=== Directions for this task ===
Put the entries below, from their first line through the line that contains "A sample of", into a JSON list of strings with one string per line and no blank lines. Leave the pictures out of the answer.

===== Data section

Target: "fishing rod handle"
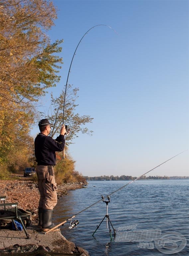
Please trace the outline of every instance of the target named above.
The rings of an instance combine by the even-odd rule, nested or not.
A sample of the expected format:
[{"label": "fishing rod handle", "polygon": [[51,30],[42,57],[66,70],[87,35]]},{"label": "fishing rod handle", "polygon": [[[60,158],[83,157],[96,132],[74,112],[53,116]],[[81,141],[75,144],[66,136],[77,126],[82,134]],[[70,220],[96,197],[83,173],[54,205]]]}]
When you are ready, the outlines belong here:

==========

=== Answer for this exercise ===
[
  "Target: \"fishing rod handle\"",
  "Please trace the outline of every instance of the target named above.",
  "The rings of an instance combine by the even-odd rule, nested or not.",
  "A sample of the expected format:"
]